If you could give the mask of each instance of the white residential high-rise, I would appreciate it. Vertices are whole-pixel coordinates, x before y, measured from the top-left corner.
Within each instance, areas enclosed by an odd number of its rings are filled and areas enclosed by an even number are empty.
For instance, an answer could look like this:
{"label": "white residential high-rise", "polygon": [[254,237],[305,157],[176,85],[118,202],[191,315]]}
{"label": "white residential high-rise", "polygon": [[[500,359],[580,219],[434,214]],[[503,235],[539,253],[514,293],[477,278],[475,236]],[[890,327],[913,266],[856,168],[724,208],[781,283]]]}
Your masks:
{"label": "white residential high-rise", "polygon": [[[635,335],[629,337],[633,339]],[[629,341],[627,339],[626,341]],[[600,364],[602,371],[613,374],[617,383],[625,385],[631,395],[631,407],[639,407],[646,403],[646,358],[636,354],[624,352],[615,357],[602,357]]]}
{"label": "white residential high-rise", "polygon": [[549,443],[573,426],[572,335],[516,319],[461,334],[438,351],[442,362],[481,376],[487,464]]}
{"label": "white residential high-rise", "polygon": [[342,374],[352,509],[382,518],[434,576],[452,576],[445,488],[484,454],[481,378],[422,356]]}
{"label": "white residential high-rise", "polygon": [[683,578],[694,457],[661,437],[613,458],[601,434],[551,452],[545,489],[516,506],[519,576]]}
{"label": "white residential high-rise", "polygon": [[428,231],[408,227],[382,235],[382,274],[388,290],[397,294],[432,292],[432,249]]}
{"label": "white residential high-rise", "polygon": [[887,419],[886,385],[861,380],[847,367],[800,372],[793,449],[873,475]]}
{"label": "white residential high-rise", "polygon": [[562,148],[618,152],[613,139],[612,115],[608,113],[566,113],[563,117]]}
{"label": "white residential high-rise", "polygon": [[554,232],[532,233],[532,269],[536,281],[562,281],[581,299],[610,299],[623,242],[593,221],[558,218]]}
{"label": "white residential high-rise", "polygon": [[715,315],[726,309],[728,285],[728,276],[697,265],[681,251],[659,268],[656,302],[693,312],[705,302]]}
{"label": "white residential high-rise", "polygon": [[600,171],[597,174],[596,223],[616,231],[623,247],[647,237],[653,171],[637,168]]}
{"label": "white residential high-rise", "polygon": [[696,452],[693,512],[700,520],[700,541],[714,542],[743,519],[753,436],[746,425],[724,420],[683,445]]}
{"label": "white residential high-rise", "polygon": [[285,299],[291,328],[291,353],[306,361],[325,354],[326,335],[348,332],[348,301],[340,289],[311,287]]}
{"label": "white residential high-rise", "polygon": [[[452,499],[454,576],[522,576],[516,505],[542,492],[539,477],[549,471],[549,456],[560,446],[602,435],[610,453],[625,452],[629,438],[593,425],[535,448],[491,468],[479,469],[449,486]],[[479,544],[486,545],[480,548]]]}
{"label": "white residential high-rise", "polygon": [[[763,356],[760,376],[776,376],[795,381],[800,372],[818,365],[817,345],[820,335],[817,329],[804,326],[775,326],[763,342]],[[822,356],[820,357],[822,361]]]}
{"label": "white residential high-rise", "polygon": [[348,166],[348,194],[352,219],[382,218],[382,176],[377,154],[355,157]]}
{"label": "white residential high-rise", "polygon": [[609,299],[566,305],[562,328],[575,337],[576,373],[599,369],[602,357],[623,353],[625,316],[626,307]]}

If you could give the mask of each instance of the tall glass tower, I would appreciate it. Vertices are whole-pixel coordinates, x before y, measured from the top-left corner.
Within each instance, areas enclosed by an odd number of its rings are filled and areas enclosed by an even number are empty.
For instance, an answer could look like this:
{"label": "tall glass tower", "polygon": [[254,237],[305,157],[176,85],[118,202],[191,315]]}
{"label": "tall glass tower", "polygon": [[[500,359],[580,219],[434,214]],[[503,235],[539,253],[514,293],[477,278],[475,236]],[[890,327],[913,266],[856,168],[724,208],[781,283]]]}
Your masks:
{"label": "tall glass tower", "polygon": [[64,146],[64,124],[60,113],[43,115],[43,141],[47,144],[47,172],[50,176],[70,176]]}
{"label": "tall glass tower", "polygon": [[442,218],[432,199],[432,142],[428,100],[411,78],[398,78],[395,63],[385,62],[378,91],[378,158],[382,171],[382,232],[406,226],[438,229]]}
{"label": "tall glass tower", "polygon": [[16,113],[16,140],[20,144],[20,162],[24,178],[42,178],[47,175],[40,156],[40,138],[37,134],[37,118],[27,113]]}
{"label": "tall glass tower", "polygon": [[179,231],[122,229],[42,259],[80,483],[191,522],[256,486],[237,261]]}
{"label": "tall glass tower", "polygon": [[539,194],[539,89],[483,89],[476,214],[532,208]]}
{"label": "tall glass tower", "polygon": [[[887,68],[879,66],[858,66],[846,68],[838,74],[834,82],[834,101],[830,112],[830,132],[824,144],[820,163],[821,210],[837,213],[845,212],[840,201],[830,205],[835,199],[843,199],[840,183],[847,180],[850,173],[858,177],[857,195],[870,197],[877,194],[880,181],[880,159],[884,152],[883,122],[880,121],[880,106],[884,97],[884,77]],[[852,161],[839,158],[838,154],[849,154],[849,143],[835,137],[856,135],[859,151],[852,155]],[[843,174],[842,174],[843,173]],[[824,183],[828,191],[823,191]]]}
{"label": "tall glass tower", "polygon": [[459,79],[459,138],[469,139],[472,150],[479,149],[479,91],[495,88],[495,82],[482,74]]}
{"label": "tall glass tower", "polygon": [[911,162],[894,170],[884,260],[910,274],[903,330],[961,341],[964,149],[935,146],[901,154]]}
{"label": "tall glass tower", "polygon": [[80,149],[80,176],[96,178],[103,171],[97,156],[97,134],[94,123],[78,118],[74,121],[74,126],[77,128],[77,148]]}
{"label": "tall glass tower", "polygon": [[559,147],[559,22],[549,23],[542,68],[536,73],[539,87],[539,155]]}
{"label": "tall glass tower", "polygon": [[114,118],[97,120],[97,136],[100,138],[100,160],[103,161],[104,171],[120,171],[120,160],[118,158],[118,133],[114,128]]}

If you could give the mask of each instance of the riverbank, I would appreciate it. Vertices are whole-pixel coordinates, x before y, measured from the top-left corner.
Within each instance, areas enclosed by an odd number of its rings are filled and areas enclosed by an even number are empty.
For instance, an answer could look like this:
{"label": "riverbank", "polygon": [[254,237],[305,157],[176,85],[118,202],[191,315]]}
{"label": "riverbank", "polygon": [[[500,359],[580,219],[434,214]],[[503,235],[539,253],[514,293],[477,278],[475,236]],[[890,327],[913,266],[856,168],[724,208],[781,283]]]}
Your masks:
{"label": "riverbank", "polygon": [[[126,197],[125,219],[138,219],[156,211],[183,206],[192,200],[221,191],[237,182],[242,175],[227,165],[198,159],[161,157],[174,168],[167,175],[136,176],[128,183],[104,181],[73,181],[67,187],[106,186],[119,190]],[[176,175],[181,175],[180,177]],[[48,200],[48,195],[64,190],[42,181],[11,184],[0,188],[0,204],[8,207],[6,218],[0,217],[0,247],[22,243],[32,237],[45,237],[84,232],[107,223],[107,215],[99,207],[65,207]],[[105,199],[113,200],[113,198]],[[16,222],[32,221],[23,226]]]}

━━━━━━

(GOAL OF THE EXERCISE) Please restate the records in full, word for word.

(WRITTEN SOLUTION)
If you could give the mask of each instance of the white residential high-rise, I would appreciate it. Vertices are whole-pixel coordinates, x before y, measured from the top-left corner.
Within each instance, areas enclosed by an odd number of its rings are filled and areas enclosed by an even number are empty.
For instance, an answer could look like this:
{"label": "white residential high-rise", "polygon": [[254,237],[305,157],[176,85],[118,202],[191,315]]}
{"label": "white residential high-rise", "polygon": [[[500,359],[580,219],[434,214]],[[503,235],[539,253],[514,293],[477,278],[475,236]],[[890,327],[913,266],[856,168],[724,208],[781,283]]]}
Your masks:
{"label": "white residential high-rise", "polygon": [[[635,335],[629,337],[633,339]],[[629,341],[627,339],[626,341]],[[600,364],[602,371],[613,374],[617,383],[625,385],[631,395],[631,407],[639,407],[646,403],[646,358],[636,354],[624,352],[615,357],[602,357]]]}
{"label": "white residential high-rise", "polygon": [[549,443],[573,426],[572,335],[516,319],[461,334],[438,351],[442,362],[481,376],[487,464]]}
{"label": "white residential high-rise", "polygon": [[342,374],[352,509],[382,518],[434,576],[452,576],[445,488],[484,454],[481,378],[422,356]]}
{"label": "white residential high-rise", "polygon": [[683,578],[694,457],[661,437],[613,458],[601,434],[551,452],[545,489],[516,506],[519,576]]}
{"label": "white residential high-rise", "polygon": [[428,231],[408,227],[382,235],[382,274],[388,290],[397,294],[432,292],[432,249]]}
{"label": "white residential high-rise", "polygon": [[887,419],[886,385],[861,380],[847,367],[800,372],[793,449],[873,475]]}
{"label": "white residential high-rise", "polygon": [[562,148],[618,152],[613,139],[612,115],[608,113],[566,113],[563,117]]}
{"label": "white residential high-rise", "polygon": [[554,232],[532,233],[532,269],[536,281],[562,281],[581,299],[610,299],[623,242],[593,221],[558,218]]}
{"label": "white residential high-rise", "polygon": [[715,315],[726,309],[728,285],[728,276],[697,265],[681,251],[659,268],[656,302],[693,312],[705,302]]}
{"label": "white residential high-rise", "polygon": [[600,171],[597,174],[596,223],[616,231],[623,247],[647,237],[653,171],[637,168]]}
{"label": "white residential high-rise", "polygon": [[696,452],[693,512],[700,520],[700,541],[714,542],[743,519],[753,436],[746,425],[724,420],[683,445]]}
{"label": "white residential high-rise", "polygon": [[285,299],[291,328],[291,353],[306,361],[325,354],[326,335],[348,332],[348,301],[340,289],[311,287]]}
{"label": "white residential high-rise", "polygon": [[[452,499],[454,576],[522,576],[516,505],[542,492],[539,477],[549,471],[549,456],[560,446],[602,435],[610,453],[625,452],[629,438],[593,425],[535,448],[491,468],[479,469],[449,486]],[[479,544],[486,545],[480,548]]]}
{"label": "white residential high-rise", "polygon": [[[763,356],[760,376],[776,376],[795,381],[800,372],[818,365],[817,345],[820,335],[817,329],[804,326],[775,326],[763,342]],[[822,356],[820,357],[822,361]]]}
{"label": "white residential high-rise", "polygon": [[348,166],[348,194],[352,219],[382,218],[382,176],[377,154],[355,157]]}
{"label": "white residential high-rise", "polygon": [[609,299],[566,305],[562,328],[575,337],[576,373],[599,369],[602,357],[623,353],[625,316],[626,307]]}

If you could give the mask of each instance of the tall glass tower, I would appreciate it. Vertices are whole-pixel coordinates, x before y, measured from the top-left corner.
Within each instance, areas enclosed by an odd number of its rings are filled and areas enclosed by an even number are empty.
For instance, an answer could look like this:
{"label": "tall glass tower", "polygon": [[254,237],[305,157],[176,85],[118,202],[191,315]]}
{"label": "tall glass tower", "polygon": [[[500,359],[580,219],[434,214]],[[503,235],[539,253],[514,293],[477,278],[475,236]],[[890,327],[913,266],[856,168],[724,208],[781,283]]]}
Your masks:
{"label": "tall glass tower", "polygon": [[64,146],[64,124],[60,113],[43,115],[43,141],[47,144],[47,172],[50,176],[70,176]]}
{"label": "tall glass tower", "polygon": [[442,218],[432,199],[432,142],[428,100],[411,78],[398,78],[395,63],[385,62],[378,91],[378,158],[382,171],[382,232],[406,226],[438,229]]}
{"label": "tall glass tower", "polygon": [[16,113],[16,140],[20,144],[20,162],[24,178],[42,178],[47,175],[40,156],[40,138],[37,134],[37,118],[27,113]]}
{"label": "tall glass tower", "polygon": [[179,231],[122,229],[42,259],[80,483],[191,522],[256,486],[237,261]]}
{"label": "tall glass tower", "polygon": [[539,194],[539,89],[483,89],[476,214],[532,208]]}
{"label": "tall glass tower", "polygon": [[[887,68],[879,66],[858,66],[846,68],[838,74],[834,82],[834,101],[830,112],[830,132],[824,144],[820,163],[821,210],[837,213],[845,212],[840,201],[830,205],[835,199],[843,199],[840,183],[847,180],[850,173],[858,177],[857,195],[870,197],[877,194],[880,181],[880,159],[884,152],[883,122],[880,121],[880,106],[884,97],[884,77]],[[852,161],[839,158],[838,154],[849,154],[849,143],[835,137],[856,135],[859,151],[852,155]],[[843,174],[842,174],[843,173]],[[824,183],[828,191],[823,191]]]}
{"label": "tall glass tower", "polygon": [[459,79],[459,138],[469,139],[472,150],[479,149],[479,91],[495,88],[495,82],[482,74]]}
{"label": "tall glass tower", "polygon": [[911,162],[894,170],[884,260],[910,274],[903,330],[961,341],[964,149],[935,146],[901,154]]}
{"label": "tall glass tower", "polygon": [[80,149],[80,176],[96,178],[103,171],[97,156],[97,134],[94,123],[78,118],[74,121],[74,126],[77,128],[77,148]]}
{"label": "tall glass tower", "polygon": [[559,147],[559,22],[549,23],[542,68],[536,73],[539,87],[539,155]]}
{"label": "tall glass tower", "polygon": [[114,118],[97,120],[97,136],[100,138],[100,160],[103,161],[104,171],[120,171],[120,160],[118,158],[118,133],[114,128]]}

If you could give the mask of each instance of the riverbank, I would appreciate it. Vertices are whole-pixel coordinates, x before y, measured from the top-left corner.
Within each instance, areas enclosed by an odd number of its rings are filled and areas enclosed by an even number are empty.
For instance, an answer could look like this:
{"label": "riverbank", "polygon": [[254,237],[305,157],[176,85],[118,202],[191,315]]}
{"label": "riverbank", "polygon": [[[500,359],[580,219],[434,214]],[[503,235],[539,253],[514,293],[477,278],[475,236]],[[890,327],[913,266],[856,168],[724,208],[781,283]]]}
Your masks:
{"label": "riverbank", "polygon": [[[126,197],[125,219],[138,219],[156,211],[183,206],[192,200],[221,191],[237,182],[242,175],[227,165],[198,159],[161,157],[174,168],[167,175],[136,176],[128,183],[104,181],[73,181],[67,187],[106,186],[119,190]],[[176,175],[181,175],[180,177]],[[48,200],[48,195],[64,190],[42,181],[11,184],[0,188],[0,204],[8,207],[6,218],[0,217],[0,247],[22,243],[32,237],[45,237],[84,232],[107,223],[107,215],[99,207],[65,207]],[[105,199],[113,200],[113,198]],[[16,222],[32,221],[23,226]]]}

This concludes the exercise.